PROBLEM STATEMENT
Rewrite the lines from the start of the rows through the line containing "M 95 97 L 97", inclusive, replacing "pillow" with "cushion" and leaving everything else unchanged.
* * *
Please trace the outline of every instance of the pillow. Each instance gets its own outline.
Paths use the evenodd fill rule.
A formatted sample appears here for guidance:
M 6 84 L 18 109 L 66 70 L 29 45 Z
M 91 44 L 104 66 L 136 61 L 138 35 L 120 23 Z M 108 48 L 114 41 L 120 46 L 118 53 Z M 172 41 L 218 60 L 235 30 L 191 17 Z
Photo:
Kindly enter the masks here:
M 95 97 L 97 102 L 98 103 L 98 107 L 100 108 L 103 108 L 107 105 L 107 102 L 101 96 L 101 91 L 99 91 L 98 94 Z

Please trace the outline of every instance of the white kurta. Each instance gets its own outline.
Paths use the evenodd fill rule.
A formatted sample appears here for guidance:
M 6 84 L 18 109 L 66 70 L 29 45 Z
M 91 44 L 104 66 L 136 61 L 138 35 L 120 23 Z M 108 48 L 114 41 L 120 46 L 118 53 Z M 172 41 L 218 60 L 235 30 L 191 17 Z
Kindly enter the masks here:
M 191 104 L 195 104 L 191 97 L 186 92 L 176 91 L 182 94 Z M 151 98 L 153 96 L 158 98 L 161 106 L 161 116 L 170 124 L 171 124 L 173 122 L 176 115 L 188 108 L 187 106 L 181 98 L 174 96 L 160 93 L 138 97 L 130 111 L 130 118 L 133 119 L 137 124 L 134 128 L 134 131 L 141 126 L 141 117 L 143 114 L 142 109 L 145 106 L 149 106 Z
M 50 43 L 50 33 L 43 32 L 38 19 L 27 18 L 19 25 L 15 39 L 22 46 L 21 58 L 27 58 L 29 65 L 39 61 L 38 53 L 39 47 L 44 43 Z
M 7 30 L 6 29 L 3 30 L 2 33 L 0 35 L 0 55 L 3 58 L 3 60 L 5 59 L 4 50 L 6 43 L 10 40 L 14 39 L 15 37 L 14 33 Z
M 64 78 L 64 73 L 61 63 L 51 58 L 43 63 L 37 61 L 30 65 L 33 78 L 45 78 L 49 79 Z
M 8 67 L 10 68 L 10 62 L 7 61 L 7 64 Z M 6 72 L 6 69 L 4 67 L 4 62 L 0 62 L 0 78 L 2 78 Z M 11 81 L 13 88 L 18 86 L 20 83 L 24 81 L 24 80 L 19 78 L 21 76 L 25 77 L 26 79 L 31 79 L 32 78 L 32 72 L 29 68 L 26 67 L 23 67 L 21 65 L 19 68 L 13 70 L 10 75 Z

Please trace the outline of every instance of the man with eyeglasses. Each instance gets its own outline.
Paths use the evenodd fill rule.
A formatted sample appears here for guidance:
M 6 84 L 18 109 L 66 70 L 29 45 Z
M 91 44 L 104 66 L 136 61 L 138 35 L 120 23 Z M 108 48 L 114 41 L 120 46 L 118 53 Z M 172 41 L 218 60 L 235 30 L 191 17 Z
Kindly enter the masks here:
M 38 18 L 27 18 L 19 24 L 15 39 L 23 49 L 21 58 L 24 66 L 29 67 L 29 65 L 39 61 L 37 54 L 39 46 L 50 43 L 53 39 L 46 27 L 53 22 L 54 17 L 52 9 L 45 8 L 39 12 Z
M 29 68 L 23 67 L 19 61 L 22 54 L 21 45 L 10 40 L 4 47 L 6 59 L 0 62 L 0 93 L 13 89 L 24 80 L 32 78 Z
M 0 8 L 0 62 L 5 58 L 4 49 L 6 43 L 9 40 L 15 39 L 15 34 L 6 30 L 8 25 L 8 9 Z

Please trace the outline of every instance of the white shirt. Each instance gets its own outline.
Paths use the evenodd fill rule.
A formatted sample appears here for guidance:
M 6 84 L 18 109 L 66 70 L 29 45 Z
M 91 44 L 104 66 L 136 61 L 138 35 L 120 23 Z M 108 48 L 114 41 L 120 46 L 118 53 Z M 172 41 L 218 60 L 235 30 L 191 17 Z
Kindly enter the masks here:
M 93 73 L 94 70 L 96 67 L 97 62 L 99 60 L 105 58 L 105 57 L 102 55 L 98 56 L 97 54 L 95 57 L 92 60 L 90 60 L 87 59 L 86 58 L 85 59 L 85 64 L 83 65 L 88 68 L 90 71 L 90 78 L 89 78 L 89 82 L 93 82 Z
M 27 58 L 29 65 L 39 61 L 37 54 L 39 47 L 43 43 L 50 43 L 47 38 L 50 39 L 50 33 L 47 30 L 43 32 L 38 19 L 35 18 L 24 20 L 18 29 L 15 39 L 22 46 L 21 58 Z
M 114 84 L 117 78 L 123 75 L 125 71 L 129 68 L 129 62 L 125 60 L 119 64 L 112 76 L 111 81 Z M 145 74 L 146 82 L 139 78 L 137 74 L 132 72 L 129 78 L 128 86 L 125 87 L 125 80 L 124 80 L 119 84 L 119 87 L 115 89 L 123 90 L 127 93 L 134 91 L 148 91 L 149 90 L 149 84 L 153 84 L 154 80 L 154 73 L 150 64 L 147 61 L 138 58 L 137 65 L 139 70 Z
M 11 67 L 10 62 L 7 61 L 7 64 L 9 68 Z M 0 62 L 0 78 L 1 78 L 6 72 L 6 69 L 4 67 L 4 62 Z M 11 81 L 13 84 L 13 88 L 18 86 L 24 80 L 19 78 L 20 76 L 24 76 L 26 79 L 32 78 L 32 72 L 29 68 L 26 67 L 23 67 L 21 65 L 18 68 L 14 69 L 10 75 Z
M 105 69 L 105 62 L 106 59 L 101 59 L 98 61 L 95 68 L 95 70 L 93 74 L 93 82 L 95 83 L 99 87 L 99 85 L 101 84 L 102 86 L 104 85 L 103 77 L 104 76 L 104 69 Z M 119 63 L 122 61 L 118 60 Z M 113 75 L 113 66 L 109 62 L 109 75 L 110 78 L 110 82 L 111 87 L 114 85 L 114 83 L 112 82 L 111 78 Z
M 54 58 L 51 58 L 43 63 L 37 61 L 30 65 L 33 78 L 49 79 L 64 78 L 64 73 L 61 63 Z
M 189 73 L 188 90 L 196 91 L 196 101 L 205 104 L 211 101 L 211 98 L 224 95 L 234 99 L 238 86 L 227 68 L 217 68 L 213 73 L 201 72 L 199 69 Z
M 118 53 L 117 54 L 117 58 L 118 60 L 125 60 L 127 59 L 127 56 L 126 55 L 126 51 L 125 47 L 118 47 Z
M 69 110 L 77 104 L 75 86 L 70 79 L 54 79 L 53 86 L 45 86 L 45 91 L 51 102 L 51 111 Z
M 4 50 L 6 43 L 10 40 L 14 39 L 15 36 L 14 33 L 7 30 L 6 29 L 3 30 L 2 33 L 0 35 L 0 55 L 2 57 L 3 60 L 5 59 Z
* * *
EXPECTED OUTPUT
Please trace the outline of every instance of the cushion. Each instance gets its own outline.
Paths use the evenodd fill rule.
A formatted sample appears here for guidance:
M 6 84 L 18 109 L 66 70 L 29 45 Z
M 91 44 L 104 66 L 136 61 L 138 35 L 120 23 Z M 108 48 L 114 41 L 120 46 L 118 53 Z M 172 41 L 218 60 L 235 30 L 191 17 Z
Photo:
Kindly enter the masks here:
M 95 97 L 97 102 L 98 103 L 98 107 L 100 108 L 103 108 L 107 105 L 107 102 L 101 96 L 101 91 L 99 91 L 98 94 Z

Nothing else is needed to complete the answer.